WHAT IS REQUIRED
Give back a single figure: the number of lines in the entries below that contain "sample".

EXERCISE DATA

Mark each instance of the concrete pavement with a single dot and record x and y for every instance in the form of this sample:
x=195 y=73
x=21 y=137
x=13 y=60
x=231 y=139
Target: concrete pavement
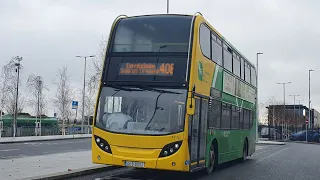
x=27 y=167
x=42 y=138
x=294 y=161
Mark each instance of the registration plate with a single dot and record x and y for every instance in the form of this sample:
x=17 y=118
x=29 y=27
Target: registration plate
x=134 y=164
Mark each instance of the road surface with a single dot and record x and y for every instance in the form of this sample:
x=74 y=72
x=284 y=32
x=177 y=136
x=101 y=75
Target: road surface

REPLY TO THE TASK
3